** Text segment follows **

Spain: Senate votes against regulating Cannabis Clubs
Last Wednesday, the Spanish Senate voted against the passage of a law proposed by the Confederal Left to regulate cannabis clubs throughout the country, heralding a future still a little more complicated for Cannabis Clubs Spain.
The vast majority, made up of the conservative PP party, the socialist PSOE party and the ultra-conservative VOX party, voted against the proposal.
On the other hand, the left-wing parties Geroa Bai, ERC, EH Bildu, as well as the Catalan party JxCAT and the liberal party Ciudadanos, voted in favor. Abstentions came from the Basque PNV and the Aragonese PAR.
The bill, the first on cannabis to be debated in the plenary session of one of Spain's two chambers, would authorize a maximum of 4m² of indoor cultivation per person and 8 plants outdoors, with a maximum quantity to be consumed of 10 grams. per person per day. In addition, it stipulated that both private users and associations should join a register set up in each autonomous community to ensure compliance with the established rules, and that Clubs should be the guarantors of responsible consumption.
Geroa Bai's Navarre senator, Koldo Martínez, rapporteur and defender of the initiative, said that the aim was not to «simply legalize» the consumption or self-cultivation of cannabis «as if it were an open bar», but to set limits by legislating in a strict and consistent manner, and thus be able to differentiate Clubs from the illegal market.
The Navarre senator also stated that there is a global trend in favor of legalization, with more and more countries choosing to legislate on everything to do with the plant. The senator regretted the absence of «a clear, current and coherent regulatory framework in line with constitutional principles», which leads to «undesirable physical and legal insecurity» for consumers and organizations.
In Spain, there are currently around 1,500 cannabis consumption clubs, said the senator, who recalled that in Navarre, Catalonia, the Basque Country and the Balearic Islands, they are regulated, as well as in many municipalities that have approved ordinances to organize their activity.
Arguments that didn't convince the Socialists, whose spokeswoman Patricia Abascal denied that the current rules in Spain «are obsolete» and opted to start regulating the medicinal use of cannabis, which «opens a door to continue moving forward», but always bearing in mind that it is a drug and its consumption has many harmful effects on public health.

** End of Text segment **

* [Work item] Translate this sentence from the article on the Spanish Senate's cannabis club vote into French: "The vast majority, made up of the conservative PP party, the socialist PSOE party and the ultra-conservative VOX party, voted against the proposal."

** Dataset excerpts follows **

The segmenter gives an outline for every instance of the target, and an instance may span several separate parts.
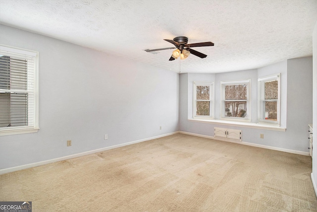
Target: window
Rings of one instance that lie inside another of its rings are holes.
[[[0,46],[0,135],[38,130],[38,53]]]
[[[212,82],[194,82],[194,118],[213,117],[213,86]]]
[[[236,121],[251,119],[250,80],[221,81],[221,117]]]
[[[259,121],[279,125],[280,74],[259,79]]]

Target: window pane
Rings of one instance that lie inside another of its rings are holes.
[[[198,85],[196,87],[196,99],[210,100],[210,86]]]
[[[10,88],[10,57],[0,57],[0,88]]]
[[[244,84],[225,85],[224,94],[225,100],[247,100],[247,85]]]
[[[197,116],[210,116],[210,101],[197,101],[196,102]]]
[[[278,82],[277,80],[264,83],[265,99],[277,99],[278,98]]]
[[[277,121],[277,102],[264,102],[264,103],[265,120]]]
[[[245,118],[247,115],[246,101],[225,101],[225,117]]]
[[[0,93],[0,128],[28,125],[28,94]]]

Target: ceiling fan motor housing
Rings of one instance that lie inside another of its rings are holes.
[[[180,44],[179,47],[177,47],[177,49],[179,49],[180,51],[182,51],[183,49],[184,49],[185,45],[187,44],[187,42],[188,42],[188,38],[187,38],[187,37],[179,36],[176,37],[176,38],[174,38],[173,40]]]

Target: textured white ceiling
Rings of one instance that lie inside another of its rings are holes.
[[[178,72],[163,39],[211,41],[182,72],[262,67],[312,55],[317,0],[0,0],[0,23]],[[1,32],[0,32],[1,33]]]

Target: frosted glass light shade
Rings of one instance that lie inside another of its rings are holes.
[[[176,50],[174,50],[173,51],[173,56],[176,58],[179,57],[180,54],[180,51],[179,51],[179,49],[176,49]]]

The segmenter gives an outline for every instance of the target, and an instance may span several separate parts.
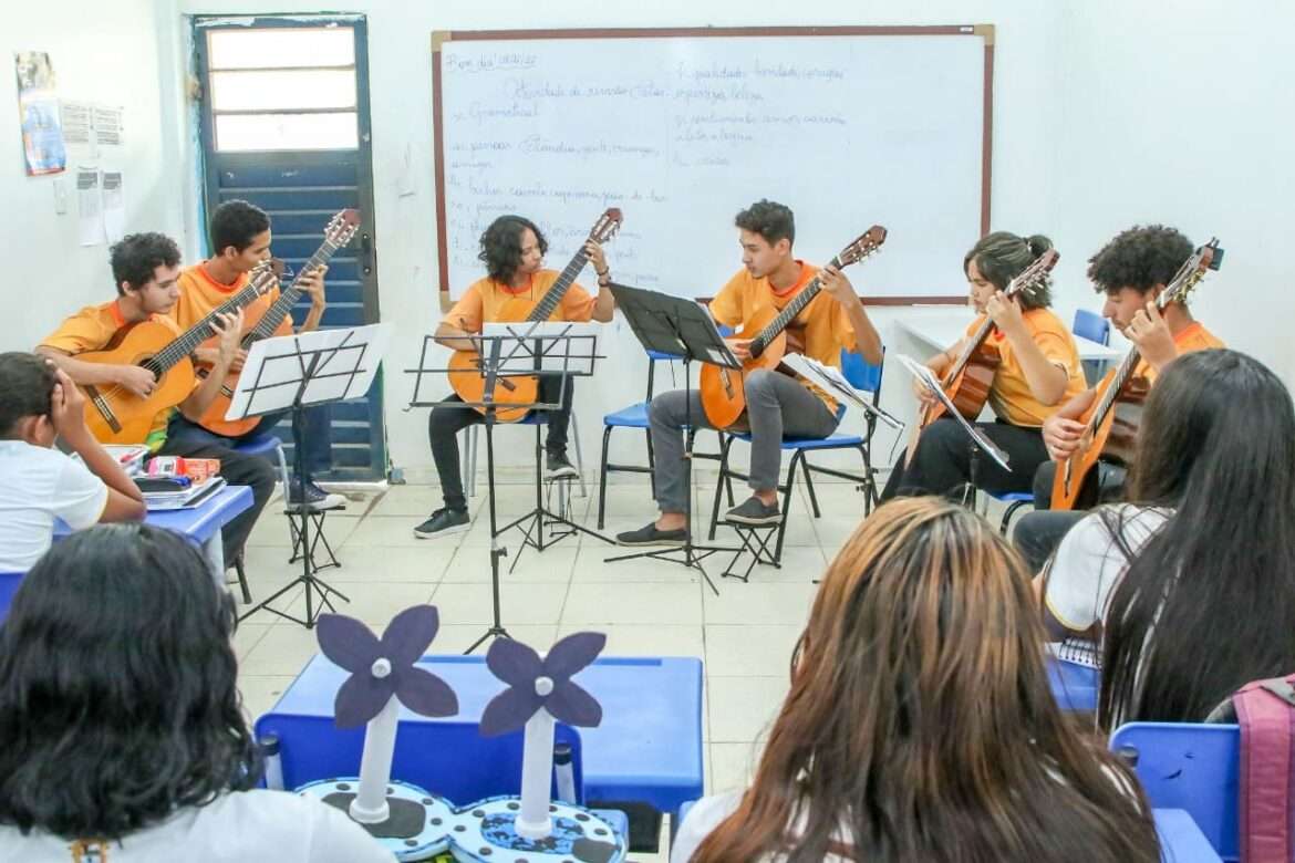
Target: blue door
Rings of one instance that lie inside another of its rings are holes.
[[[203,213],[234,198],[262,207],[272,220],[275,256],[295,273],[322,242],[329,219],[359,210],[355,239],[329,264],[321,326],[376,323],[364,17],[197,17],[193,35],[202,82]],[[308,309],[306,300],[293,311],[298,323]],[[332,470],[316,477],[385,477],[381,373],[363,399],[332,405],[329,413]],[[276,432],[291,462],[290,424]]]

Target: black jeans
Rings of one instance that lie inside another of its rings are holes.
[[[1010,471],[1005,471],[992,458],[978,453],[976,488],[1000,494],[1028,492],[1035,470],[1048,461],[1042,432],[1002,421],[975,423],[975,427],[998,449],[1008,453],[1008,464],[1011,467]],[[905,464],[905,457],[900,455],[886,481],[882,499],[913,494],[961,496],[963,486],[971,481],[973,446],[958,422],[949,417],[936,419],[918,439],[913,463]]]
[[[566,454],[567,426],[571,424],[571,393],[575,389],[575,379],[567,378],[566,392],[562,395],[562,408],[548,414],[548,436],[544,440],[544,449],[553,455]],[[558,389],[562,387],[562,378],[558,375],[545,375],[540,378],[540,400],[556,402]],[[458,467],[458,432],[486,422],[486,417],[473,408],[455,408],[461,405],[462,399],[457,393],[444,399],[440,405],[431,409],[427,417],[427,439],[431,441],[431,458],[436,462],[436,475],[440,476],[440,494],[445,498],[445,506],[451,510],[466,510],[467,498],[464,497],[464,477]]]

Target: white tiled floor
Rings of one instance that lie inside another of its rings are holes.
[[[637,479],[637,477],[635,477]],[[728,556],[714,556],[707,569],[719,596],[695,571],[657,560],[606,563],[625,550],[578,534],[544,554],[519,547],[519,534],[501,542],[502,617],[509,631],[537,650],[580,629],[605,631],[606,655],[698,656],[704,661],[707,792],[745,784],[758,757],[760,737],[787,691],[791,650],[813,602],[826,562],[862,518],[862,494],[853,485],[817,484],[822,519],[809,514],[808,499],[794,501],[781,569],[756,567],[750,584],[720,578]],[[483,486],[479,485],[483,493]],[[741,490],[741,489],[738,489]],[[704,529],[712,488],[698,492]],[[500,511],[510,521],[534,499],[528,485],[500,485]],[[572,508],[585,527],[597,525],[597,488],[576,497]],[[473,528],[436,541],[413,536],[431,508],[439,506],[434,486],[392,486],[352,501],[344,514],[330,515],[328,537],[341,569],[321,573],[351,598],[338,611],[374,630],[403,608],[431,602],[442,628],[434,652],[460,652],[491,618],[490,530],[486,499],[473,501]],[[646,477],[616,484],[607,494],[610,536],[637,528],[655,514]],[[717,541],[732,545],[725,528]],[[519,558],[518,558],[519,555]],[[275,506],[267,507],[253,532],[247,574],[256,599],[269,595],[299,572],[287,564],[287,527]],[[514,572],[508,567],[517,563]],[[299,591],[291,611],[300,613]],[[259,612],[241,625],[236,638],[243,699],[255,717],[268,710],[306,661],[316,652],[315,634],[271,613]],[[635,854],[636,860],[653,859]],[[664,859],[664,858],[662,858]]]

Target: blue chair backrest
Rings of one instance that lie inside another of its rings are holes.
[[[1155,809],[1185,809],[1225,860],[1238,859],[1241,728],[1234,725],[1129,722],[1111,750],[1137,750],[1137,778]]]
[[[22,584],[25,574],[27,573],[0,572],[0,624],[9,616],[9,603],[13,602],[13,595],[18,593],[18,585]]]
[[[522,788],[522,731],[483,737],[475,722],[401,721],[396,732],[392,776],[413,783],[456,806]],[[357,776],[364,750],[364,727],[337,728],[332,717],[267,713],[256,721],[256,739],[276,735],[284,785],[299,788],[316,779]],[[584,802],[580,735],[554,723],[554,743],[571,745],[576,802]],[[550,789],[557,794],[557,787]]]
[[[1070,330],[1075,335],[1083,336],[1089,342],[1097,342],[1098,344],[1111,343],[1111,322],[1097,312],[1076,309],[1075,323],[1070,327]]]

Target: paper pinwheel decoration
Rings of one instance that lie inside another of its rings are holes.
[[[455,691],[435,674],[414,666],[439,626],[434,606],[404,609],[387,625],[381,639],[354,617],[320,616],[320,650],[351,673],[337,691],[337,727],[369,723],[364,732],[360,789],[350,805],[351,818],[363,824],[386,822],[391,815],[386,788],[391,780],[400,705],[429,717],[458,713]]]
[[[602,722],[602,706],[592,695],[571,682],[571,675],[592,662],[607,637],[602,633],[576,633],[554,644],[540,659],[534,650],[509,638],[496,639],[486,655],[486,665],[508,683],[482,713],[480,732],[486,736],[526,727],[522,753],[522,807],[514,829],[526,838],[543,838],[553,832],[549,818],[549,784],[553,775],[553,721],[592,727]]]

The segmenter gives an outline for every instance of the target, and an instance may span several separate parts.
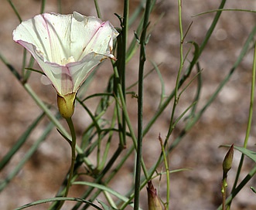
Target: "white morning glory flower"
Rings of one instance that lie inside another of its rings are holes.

** End of Dataset excerpts **

* [Written response] La grande majorité, composée du parti conservateur PP, du parti socialiste PSOE et du parti ultraconservateur VOX, a voté contre la proposition.